##### TEXTE FOURNI

Un chêne pouvait être situé dans les commons. En été, on réservait au berger et à son troupeau la fraicheur de l'ombrage que ses branches prodiguaient; ses glands étaient réservés aux cochons des paysans du voisinage; ses branches mortes servaient de combustible aux veuves du village; les jeunes pousses pouvaient être coupées pour décorer l'église — et à la tombée du jour, il pouvait à l'occasion accueillir l'assemblée du village. Lorsque les gens parlaient des commons, iriai, ils évoquaient un aspect de l'environnement dont ils connaissaient les limites, qui était nécessaire à la survie de la communauté, nécessaire à différents groupes de différentes façons, mais, dans un sens strictement économique, n'était pas perçu comme une rareté.

##########
##### DONNÉES ENREGISTRÉES

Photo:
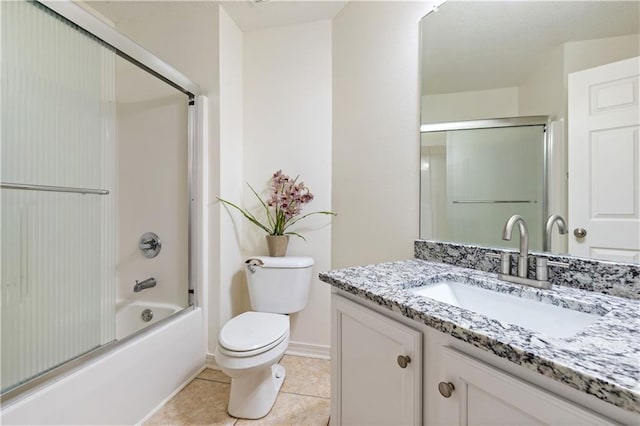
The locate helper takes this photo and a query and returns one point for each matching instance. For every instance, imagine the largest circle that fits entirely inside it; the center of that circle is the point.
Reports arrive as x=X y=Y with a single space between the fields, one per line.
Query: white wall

##########

## TRAVAIL À FAIRE
A - Recopiez l'extrait du texte sur les commons qui commence aux mots « Un chêne pouvait » et s'arrête après « comme une rareté. ».
B - D'après le texte sur les commons, les affirmations suivantes sont-elles exactes : (i) les glands du chêne étaient réservés aux cochons des paysans du voisinage ; (ii) les branches mortes du chêne servaient de combustible au berger ; (iii) au sens strictement économique, les commons étaient perçus comme une rareté ? Répondez à chacune par oui ou par non en citant les mots du texte qui permettent de trancher.

## CORRIGÉ COMPLET
A -
Un chêne pouvait être situé dans les commons. En été, on réservait au berger et à son troupeau la fraicheur de l'ombrage que ses branches prodiguaient; ses glands étaient réservés aux cochons des paysans du voisinage; ses branches mortes servaient de combustible aux veuves du village; les jeunes pousses pouvaient être coupées pour décorer l'église — et à la tombée du jour, il pouvait à l'occasion accueillir l'assemblée du village. Lorsque les gens parlaient des commons, iriai, ils évoquaient un aspect de l'environnement dont ils connaissaient les limites, qui était nécessaire à la survie de la communauté, nécessaire à différents groupes de différentes façons, mais, dans un sens strictement économique, n'était pas perçu comme une rareté.

B -
(i) Oui : « ses glands étaient réservés aux cochons des paysans du voisinage ».
(ii) Non : « ses branches mortes servaient de combustible aux veuves du village ».
(iii) Non : « dans un sens strictement économique, n'était pas perçu comme une rareté ».